Return each of the entries below word for word, without the pictures.

* **Records provided**
──────

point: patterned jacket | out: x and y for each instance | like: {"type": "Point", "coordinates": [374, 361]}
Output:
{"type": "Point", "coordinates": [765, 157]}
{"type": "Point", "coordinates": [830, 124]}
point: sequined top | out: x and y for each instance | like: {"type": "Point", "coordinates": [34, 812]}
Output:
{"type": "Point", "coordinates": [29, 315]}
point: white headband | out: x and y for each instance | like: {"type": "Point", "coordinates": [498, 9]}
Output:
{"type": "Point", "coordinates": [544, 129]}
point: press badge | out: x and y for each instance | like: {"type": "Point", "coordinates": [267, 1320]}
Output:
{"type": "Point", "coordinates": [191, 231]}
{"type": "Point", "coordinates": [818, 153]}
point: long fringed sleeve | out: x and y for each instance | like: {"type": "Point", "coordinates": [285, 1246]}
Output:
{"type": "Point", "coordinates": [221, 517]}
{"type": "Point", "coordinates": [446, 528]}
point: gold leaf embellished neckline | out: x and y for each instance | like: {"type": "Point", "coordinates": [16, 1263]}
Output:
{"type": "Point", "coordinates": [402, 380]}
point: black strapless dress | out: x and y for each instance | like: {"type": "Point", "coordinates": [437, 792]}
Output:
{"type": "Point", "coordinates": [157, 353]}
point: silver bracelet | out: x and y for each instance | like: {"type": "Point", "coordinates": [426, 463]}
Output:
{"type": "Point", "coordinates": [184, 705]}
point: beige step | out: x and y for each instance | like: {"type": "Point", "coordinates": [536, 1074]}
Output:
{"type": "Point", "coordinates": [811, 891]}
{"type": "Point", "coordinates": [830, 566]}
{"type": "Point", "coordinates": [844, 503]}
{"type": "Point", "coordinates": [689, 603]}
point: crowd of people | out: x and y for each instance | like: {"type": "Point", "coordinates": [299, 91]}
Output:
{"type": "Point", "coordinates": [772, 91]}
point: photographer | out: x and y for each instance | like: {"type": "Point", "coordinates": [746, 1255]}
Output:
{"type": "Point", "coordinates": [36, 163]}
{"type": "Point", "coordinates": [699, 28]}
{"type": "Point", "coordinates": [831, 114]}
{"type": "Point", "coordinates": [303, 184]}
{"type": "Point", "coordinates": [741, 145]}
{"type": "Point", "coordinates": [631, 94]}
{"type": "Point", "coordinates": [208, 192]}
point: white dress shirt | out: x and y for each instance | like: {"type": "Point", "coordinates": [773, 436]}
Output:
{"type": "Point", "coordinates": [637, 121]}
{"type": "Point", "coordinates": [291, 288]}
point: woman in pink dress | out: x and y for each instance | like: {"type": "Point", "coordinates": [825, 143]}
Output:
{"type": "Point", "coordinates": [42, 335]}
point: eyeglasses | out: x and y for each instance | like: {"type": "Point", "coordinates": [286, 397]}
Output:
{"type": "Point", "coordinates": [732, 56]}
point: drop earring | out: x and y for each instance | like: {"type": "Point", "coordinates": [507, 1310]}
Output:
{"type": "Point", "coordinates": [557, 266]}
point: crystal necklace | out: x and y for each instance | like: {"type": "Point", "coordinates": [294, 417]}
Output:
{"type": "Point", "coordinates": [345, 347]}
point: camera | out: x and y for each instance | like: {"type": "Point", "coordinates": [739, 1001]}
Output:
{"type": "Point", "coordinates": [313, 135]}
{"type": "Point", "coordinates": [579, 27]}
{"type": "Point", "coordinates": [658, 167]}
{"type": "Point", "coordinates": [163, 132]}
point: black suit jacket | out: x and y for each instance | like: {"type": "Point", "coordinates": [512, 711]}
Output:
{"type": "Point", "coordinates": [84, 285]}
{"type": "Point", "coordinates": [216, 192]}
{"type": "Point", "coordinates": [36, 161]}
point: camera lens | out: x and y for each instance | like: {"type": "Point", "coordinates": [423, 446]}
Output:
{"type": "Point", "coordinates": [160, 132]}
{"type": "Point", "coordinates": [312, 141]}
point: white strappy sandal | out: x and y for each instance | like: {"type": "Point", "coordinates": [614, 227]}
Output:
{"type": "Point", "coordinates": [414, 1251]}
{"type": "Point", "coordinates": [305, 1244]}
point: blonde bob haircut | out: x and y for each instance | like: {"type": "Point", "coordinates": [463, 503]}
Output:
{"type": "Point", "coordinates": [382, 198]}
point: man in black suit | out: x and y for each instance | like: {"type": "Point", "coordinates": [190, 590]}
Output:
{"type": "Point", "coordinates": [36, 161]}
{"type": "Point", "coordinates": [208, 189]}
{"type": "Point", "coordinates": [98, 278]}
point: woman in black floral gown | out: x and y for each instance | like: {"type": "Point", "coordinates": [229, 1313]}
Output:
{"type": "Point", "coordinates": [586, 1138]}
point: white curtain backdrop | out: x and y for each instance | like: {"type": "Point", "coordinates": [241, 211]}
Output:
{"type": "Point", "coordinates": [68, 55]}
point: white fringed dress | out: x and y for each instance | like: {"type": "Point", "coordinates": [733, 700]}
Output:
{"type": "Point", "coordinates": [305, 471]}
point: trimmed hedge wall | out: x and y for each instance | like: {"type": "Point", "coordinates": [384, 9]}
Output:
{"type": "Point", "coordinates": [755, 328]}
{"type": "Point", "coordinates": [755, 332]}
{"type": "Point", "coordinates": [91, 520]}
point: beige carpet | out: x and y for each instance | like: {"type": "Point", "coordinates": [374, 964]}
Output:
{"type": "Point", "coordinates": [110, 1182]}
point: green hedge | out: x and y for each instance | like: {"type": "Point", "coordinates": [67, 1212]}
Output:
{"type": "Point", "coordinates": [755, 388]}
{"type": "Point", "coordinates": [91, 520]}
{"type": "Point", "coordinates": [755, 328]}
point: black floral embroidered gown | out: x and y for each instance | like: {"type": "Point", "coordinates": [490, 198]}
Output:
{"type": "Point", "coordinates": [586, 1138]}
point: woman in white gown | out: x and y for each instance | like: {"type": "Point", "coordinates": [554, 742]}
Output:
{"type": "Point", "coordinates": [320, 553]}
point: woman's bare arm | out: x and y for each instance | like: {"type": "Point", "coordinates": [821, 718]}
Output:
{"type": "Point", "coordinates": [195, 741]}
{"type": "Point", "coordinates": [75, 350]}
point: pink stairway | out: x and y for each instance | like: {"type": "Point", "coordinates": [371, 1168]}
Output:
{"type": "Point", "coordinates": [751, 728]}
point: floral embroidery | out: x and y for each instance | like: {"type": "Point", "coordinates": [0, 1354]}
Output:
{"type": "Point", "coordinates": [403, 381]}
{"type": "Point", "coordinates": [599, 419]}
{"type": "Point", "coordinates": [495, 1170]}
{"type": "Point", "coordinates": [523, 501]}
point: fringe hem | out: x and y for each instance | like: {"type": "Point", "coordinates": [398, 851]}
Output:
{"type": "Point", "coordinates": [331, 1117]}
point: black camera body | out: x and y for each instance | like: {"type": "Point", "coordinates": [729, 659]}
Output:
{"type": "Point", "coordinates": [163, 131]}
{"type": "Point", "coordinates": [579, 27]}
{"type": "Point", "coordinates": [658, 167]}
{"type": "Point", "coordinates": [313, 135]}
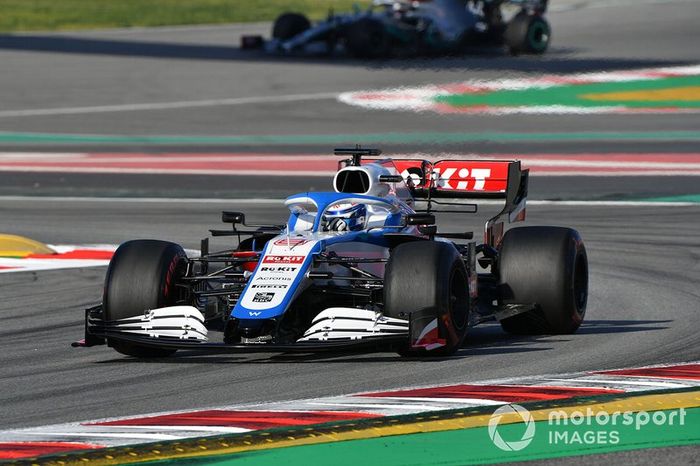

──────

* **Answer to this problem**
point: patterned jacket | out: x and y for each instance | like: {"type": "Point", "coordinates": [374, 361]}
Output:
{"type": "Point", "coordinates": [765, 157]}
{"type": "Point", "coordinates": [830, 124]}
point: sequined top | out: x and y for each instance | like: {"type": "Point", "coordinates": [34, 812]}
Output:
{"type": "Point", "coordinates": [29, 315]}
point: white headband | out: x and y for each instance | like: {"type": "Point", "coordinates": [498, 9]}
Output:
{"type": "Point", "coordinates": [544, 129]}
point: press badge | out: x and y for each instance | like: {"type": "Point", "coordinates": [267, 1320]}
Output:
{"type": "Point", "coordinates": [191, 231]}
{"type": "Point", "coordinates": [818, 153]}
point: long fringed sleeve | out: x and y for each instance | like: {"type": "Point", "coordinates": [285, 1246]}
Output:
{"type": "Point", "coordinates": [221, 517]}
{"type": "Point", "coordinates": [446, 528]}
point: gold leaf embellished neckline | out: x and y for each instance | like: {"type": "Point", "coordinates": [16, 1263]}
Output:
{"type": "Point", "coordinates": [402, 380]}
point: black strapless dress | out: x and y for each instance | like: {"type": "Point", "coordinates": [437, 792]}
Output:
{"type": "Point", "coordinates": [157, 353]}
point: silver bracelet | out: x and y for each instance | like: {"type": "Point", "coordinates": [426, 463]}
Output:
{"type": "Point", "coordinates": [184, 705]}
point: beige step | out: x and y for each instance | like: {"type": "Point", "coordinates": [536, 1074]}
Output:
{"type": "Point", "coordinates": [811, 891]}
{"type": "Point", "coordinates": [830, 566]}
{"type": "Point", "coordinates": [844, 503]}
{"type": "Point", "coordinates": [689, 603]}
point: crowd of people | out: x and y for each instance | like: {"type": "Point", "coordinates": [299, 91]}
Output:
{"type": "Point", "coordinates": [772, 91]}
point: photographer | out: x and y for each instance | like: {"type": "Point", "coordinates": [746, 1255]}
Output:
{"type": "Point", "coordinates": [36, 163]}
{"type": "Point", "coordinates": [699, 28]}
{"type": "Point", "coordinates": [831, 114]}
{"type": "Point", "coordinates": [303, 184]}
{"type": "Point", "coordinates": [741, 145]}
{"type": "Point", "coordinates": [631, 94]}
{"type": "Point", "coordinates": [208, 192]}
point: white dress shirt | out: x and y for each instance | like: {"type": "Point", "coordinates": [773, 436]}
Output:
{"type": "Point", "coordinates": [637, 121]}
{"type": "Point", "coordinates": [291, 288]}
point: woman in pink dress | out: x and y for each instance | like: {"type": "Point", "coordinates": [825, 143]}
Output:
{"type": "Point", "coordinates": [42, 335]}
point: eyeglasses | out: x and y for each instance | like: {"type": "Point", "coordinates": [286, 397]}
Output:
{"type": "Point", "coordinates": [732, 56]}
point: drop earring | out: x and y for each instance | like: {"type": "Point", "coordinates": [507, 1310]}
Output:
{"type": "Point", "coordinates": [557, 266]}
point: crystal necklace | out: x and y for each instance | like: {"type": "Point", "coordinates": [294, 417]}
Output:
{"type": "Point", "coordinates": [345, 347]}
point: camera | out: x and y for each instance | like: {"type": "Point", "coordinates": [739, 1001]}
Output:
{"type": "Point", "coordinates": [313, 135]}
{"type": "Point", "coordinates": [579, 27]}
{"type": "Point", "coordinates": [658, 167]}
{"type": "Point", "coordinates": [163, 132]}
point: black suit jacket | out: x and y for each instance | like: {"type": "Point", "coordinates": [512, 711]}
Output:
{"type": "Point", "coordinates": [84, 285]}
{"type": "Point", "coordinates": [216, 192]}
{"type": "Point", "coordinates": [36, 161]}
point: camera lens | out: x and y for each instance | like: {"type": "Point", "coordinates": [423, 446]}
Output:
{"type": "Point", "coordinates": [160, 132]}
{"type": "Point", "coordinates": [312, 141]}
point: white strappy sandal | out: x and y for each instance | like: {"type": "Point", "coordinates": [614, 227]}
Output:
{"type": "Point", "coordinates": [414, 1251]}
{"type": "Point", "coordinates": [305, 1244]}
point: blonde bob haircut | out: x and y for each instance | like: {"type": "Point", "coordinates": [463, 503]}
Output:
{"type": "Point", "coordinates": [382, 198]}
point: man in black suit | out: x and y for each instance | like: {"type": "Point", "coordinates": [190, 590]}
Output:
{"type": "Point", "coordinates": [36, 161]}
{"type": "Point", "coordinates": [208, 189]}
{"type": "Point", "coordinates": [98, 278]}
point: woman in black floral gown | out: x and y for each instance | like: {"type": "Point", "coordinates": [229, 1313]}
Output:
{"type": "Point", "coordinates": [586, 1138]}
point: white curtain backdrop | out: x and y for each instance | like: {"type": "Point", "coordinates": [241, 211]}
Output:
{"type": "Point", "coordinates": [68, 55]}
point: white fringed dress | out: x and y for each instance | like: {"type": "Point", "coordinates": [733, 700]}
Output:
{"type": "Point", "coordinates": [305, 471]}
point: trimmed hedge wall | out: x and y for each instance | like: {"type": "Point", "coordinates": [384, 9]}
Output:
{"type": "Point", "coordinates": [755, 328]}
{"type": "Point", "coordinates": [755, 332]}
{"type": "Point", "coordinates": [91, 520]}
point: beige carpet | out: x and y for each instance | like: {"type": "Point", "coordinates": [374, 964]}
Output:
{"type": "Point", "coordinates": [110, 1182]}
point: green hedge | out: x and y for each instance | like: {"type": "Point", "coordinates": [67, 1212]}
Output:
{"type": "Point", "coordinates": [755, 388]}
{"type": "Point", "coordinates": [91, 520]}
{"type": "Point", "coordinates": [755, 328]}
point: black floral embroidered gown | out: x and y for each instance | like: {"type": "Point", "coordinates": [490, 198]}
Output:
{"type": "Point", "coordinates": [586, 1138]}
point: woman in white gown | out: x and y for each instance | like: {"type": "Point", "coordinates": [554, 742]}
Output:
{"type": "Point", "coordinates": [320, 553]}
point: woman's bare arm | out: x and y for each instance | like: {"type": "Point", "coordinates": [821, 718]}
Output:
{"type": "Point", "coordinates": [195, 741]}
{"type": "Point", "coordinates": [75, 350]}
point: pink stairway | out: x and y for each instance | like: {"type": "Point", "coordinates": [371, 1168]}
Output:
{"type": "Point", "coordinates": [751, 728]}
point: floral embroidery | out: x and y for each instance | like: {"type": "Point", "coordinates": [0, 1354]}
Output:
{"type": "Point", "coordinates": [403, 381]}
{"type": "Point", "coordinates": [599, 419]}
{"type": "Point", "coordinates": [495, 1170]}
{"type": "Point", "coordinates": [523, 501]}
point: fringe hem | out: x and y for each instance | like: {"type": "Point", "coordinates": [398, 851]}
Output:
{"type": "Point", "coordinates": [331, 1117]}
point: black camera body | out: x and y for each instance | like: {"type": "Point", "coordinates": [729, 659]}
Output:
{"type": "Point", "coordinates": [163, 131]}
{"type": "Point", "coordinates": [579, 27]}
{"type": "Point", "coordinates": [658, 167]}
{"type": "Point", "coordinates": [313, 135]}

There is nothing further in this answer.